[Work to be completed] Reproduce every line of the records below word for word, leaving out the pictures.

[Records from a dataset on pointing to objects]
....
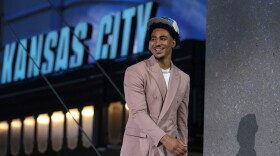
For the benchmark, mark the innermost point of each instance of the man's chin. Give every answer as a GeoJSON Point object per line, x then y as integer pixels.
{"type": "Point", "coordinates": [159, 57]}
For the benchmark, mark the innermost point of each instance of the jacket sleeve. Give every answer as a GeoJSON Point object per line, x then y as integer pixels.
{"type": "Point", "coordinates": [182, 115]}
{"type": "Point", "coordinates": [136, 101]}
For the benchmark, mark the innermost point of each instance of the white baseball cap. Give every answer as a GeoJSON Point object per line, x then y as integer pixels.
{"type": "Point", "coordinates": [164, 20]}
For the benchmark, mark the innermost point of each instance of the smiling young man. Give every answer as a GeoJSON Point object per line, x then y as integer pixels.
{"type": "Point", "coordinates": [157, 94]}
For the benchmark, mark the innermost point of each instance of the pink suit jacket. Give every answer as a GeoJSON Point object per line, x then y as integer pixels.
{"type": "Point", "coordinates": [153, 110]}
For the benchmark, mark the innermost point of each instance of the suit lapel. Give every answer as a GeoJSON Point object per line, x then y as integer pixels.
{"type": "Point", "coordinates": [156, 73]}
{"type": "Point", "coordinates": [172, 90]}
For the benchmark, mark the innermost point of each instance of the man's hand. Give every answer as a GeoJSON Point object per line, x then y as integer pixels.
{"type": "Point", "coordinates": [173, 145]}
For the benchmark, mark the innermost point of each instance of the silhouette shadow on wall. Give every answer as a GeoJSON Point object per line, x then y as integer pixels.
{"type": "Point", "coordinates": [247, 130]}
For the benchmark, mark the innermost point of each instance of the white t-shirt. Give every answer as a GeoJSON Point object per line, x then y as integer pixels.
{"type": "Point", "coordinates": [166, 75]}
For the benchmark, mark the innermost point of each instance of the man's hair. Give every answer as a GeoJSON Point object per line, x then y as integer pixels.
{"type": "Point", "coordinates": [171, 31]}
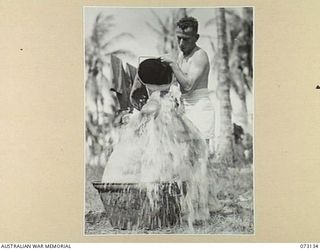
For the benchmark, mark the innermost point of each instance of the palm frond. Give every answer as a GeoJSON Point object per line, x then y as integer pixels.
{"type": "Point", "coordinates": [116, 39]}
{"type": "Point", "coordinates": [122, 52]}
{"type": "Point", "coordinates": [162, 24]}
{"type": "Point", "coordinates": [154, 29]}
{"type": "Point", "coordinates": [211, 21]}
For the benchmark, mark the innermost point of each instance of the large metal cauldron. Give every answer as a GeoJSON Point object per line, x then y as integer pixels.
{"type": "Point", "coordinates": [128, 206]}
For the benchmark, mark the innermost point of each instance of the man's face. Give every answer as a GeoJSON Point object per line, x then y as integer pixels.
{"type": "Point", "coordinates": [187, 43]}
....
[Exercise response]
For the benchmark, mark the innermost point of each instance of the man's chin. Give every answer as a GeoJSON Point object per line, x then y as integer pixels.
{"type": "Point", "coordinates": [159, 57]}
For the benchmark, mark the innermost point of each instance of the jacket sleeve. Give every answer as a GeoJSON Point object per line, x then y as integer pixels.
{"type": "Point", "coordinates": [182, 115]}
{"type": "Point", "coordinates": [136, 101]}
For the benchmark, mark the innermost point of each instance of the white baseball cap. Give every answer as a GeoJSON Point object per line, x then y as integer pixels.
{"type": "Point", "coordinates": [164, 20]}
For the benchmark, mark the innermost point of each instance of the smiling young man. Give every answer as a GeoJSON Point object per line, x then y as integer pixels.
{"type": "Point", "coordinates": [157, 94]}
For the benchmark, mark the innermost point of each instance of the pink suit jacket. Give every answer as a GeoJSON Point object per line, x then y as integer pixels.
{"type": "Point", "coordinates": [153, 110]}
For the benchmark, mark the innermost point of each instance of the suit lapel. Give every answer as a GeoJSON Point object per line, x then y as integer pixels.
{"type": "Point", "coordinates": [156, 73]}
{"type": "Point", "coordinates": [172, 90]}
For the benchmark, mark the innermost point of each instance of the man's hand. Give every answer as a GeoJSON Point object per line, x then y as integer pixels.
{"type": "Point", "coordinates": [173, 145]}
For the benchmark, mark the innermost point of each instance of the silhouette shadow on wall. Give every answer as a GeoJSON Point object per line, x then y as integer pixels.
{"type": "Point", "coordinates": [247, 130]}
For the benchmark, mark the innermost point of each instance of the white t-shirt. Give every answer as a GeoJSON Point object per line, x then y as integer pixels.
{"type": "Point", "coordinates": [166, 75]}
For the benchmark, mark the innermost point of each instance of the man's hair. Give every answer as a GeoJSON Point object per line, x then y as integer pixels.
{"type": "Point", "coordinates": [171, 31]}
For the benchmark, mark the innermost point of each instance of the palm frond. Give every answer as a GeoJSON Point object per line, x then y as integer pixels.
{"type": "Point", "coordinates": [116, 39]}
{"type": "Point", "coordinates": [122, 52]}
{"type": "Point", "coordinates": [162, 24]}
{"type": "Point", "coordinates": [154, 29]}
{"type": "Point", "coordinates": [211, 21]}
For the benchmark, mark the innermost point of each instance of the large metal cauldron. Give every answer as a GeoJSON Point object per line, x then y as integer pixels.
{"type": "Point", "coordinates": [128, 206]}
For the benchmark, mark the innermost point of each instance of the man's face. Give every answer as a GeoJSON Point object per line, x then y as integer pixels.
{"type": "Point", "coordinates": [187, 43]}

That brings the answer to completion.